*AIM*. Please copy every one of the entries below word for word, keeping each line in its original order.

*DATA PROVIDED*.
-- start --

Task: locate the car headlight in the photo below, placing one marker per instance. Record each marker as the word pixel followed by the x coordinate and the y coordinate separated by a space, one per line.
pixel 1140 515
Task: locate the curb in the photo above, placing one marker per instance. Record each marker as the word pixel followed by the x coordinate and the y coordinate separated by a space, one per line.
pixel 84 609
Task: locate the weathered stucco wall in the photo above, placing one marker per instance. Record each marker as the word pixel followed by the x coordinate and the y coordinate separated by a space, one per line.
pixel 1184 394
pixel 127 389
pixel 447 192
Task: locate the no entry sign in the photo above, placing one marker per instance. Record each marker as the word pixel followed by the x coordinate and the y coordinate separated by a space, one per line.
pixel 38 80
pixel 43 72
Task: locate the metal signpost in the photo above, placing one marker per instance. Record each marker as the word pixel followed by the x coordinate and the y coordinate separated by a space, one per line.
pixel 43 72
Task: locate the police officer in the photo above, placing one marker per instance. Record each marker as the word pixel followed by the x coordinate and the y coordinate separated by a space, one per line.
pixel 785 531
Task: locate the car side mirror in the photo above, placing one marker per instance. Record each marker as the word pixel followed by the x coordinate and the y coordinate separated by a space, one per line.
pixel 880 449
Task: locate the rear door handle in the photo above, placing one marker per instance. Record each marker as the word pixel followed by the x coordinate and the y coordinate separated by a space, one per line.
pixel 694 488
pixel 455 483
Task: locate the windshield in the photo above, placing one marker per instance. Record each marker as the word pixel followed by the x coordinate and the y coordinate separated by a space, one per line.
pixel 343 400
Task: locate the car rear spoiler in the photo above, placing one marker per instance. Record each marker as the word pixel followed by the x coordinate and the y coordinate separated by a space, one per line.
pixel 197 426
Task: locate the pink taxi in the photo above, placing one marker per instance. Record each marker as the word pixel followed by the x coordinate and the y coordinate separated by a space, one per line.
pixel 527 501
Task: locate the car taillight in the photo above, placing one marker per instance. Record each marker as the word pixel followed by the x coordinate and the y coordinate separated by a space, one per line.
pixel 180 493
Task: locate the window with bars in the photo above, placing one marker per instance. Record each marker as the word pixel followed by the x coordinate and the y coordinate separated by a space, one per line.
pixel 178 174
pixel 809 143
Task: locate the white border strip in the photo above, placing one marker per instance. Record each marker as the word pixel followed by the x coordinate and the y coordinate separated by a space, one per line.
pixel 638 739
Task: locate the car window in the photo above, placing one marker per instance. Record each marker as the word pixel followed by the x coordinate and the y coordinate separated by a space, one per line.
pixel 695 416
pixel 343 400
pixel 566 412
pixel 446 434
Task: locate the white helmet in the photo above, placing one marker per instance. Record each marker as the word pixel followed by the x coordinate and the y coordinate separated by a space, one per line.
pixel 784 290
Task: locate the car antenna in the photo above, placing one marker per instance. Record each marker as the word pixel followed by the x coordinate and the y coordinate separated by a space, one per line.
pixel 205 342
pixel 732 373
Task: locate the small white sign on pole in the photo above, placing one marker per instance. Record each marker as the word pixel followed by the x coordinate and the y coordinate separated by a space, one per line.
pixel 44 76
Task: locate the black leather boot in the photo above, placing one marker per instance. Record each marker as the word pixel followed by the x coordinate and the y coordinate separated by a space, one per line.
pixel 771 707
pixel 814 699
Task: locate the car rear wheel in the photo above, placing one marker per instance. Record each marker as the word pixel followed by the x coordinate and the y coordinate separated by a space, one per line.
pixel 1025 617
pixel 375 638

-- end --

*REPLY TO THE TASK*.
Task: locate the car headlight in the photo below, placing one marker per instance. Record each marker as the word pixel followed by the x coordinate and the y coordinate separated by a space, one per line.
pixel 1140 515
Task: locate the curb in the photo above, placing one marker per instance. Record each marker as the word pixel followed by the x coordinate and the y coordinate separated by a space, one per line.
pixel 84 609
Task: locate the weathered stucco wall in the photo above, placing one marker per instance. Record each marker as the word pixel followed by the x coordinate and the y coordinate separated by a space, one per line.
pixel 1184 394
pixel 127 389
pixel 447 192
Task: locate the no entry sign in the photo above, placing one marker per instance. Record each marker as the word pixel followed by the x coordinate and the y coordinate separated by a space, one per line.
pixel 38 80
pixel 43 72
Task: locate the metal signpost in the photo above, placing one marker per instance. Record each marker as the word pixel followed by the x coordinate and the y coordinate separated by a space, one per line.
pixel 43 72
Task: locate the police officer in the photo above, placing one marker per instance. Record each marker as the word pixel followed by the x coordinate and the y coordinate separated by a space, one per line.
pixel 785 531
Task: locate the car side mirror in the photo above, placing one marker per instance. Record each marker as the word pixel followed by the x coordinate and the y coordinate separated by a space, one per line.
pixel 880 449
Task: locate the rear door handle in the photo above, placing one marker per instance. Record each marker as the word pixel followed by the x coordinate and the y coordinate separated by a space, one per line.
pixel 694 488
pixel 455 483
Task: locate the windshield in the photo above, placing one marker per instance. Record each marker as the word pixel followed by the x coordinate and the y coordinate separated by a space, one per line.
pixel 343 400
Task: locate the car rear spoiler in the photo above, placing one marker per instance. Record each marker as the word pixel followed by the x coordinate and the y coordinate separated by a space, one per line.
pixel 197 426
Task: locate the pink taxi in the photo above, placing one marker per instance. Record each marker as the word pixel followed by the x coordinate and the y coordinate separated by a space, one per line.
pixel 527 501
Task: locate the car taillight in the photo above, placing one marker per instance. Record each marker as the word pixel followed by the x coordinate and the y coordinate separated by a space, one per line.
pixel 180 493
Task: locate the window with bars in the photo above, placing one marker per instance. Record each marker as the word pixel followed by the x coordinate and the y coordinate separated by a space, one per line.
pixel 178 174
pixel 809 143
Task: locate the white border strip in the photo above, placing one marker per instance. Record each marker as the word pixel followed by the x coordinate and the y coordinate separated by a space, one per line.
pixel 638 739
Task: locate the car window in the photo above, placing one marker per instance. Record each marker as the word pixel followed by the x coordinate and the y coordinate separated by a space, one per line.
pixel 695 416
pixel 343 400
pixel 566 412
pixel 446 434
Task: locate the white helmet in the photo above, placing one marker per instance. Record each marker as the word pixel followed by the x coordinate and the y coordinate separated by a space, one per line.
pixel 784 290
Task: locate the car antenna in the photo above, placing one marker per instance. Record each marker as the word pixel followed by the x coordinate and the y coordinate separated by a space, one per line.
pixel 205 342
pixel 732 373
Task: locate the small white sign on pole in the photo above, placing one marker per instance. Record each marker as the word pixel followed by the x coordinate and the y coordinate separated by a space, one per line.
pixel 44 76
Task: locate the black leather boot in the photo above, placing one marker per instance. Record each marker as the word pixel followed by the x coordinate and the y coordinate separated by a space, one per line.
pixel 771 707
pixel 814 699
Task: locate the car rear wheel in the photo above, placing one marker per instance. Record each marker as the word pixel followed by the x coordinate and the y coordinate separated by a space, one per line.
pixel 1025 617
pixel 375 638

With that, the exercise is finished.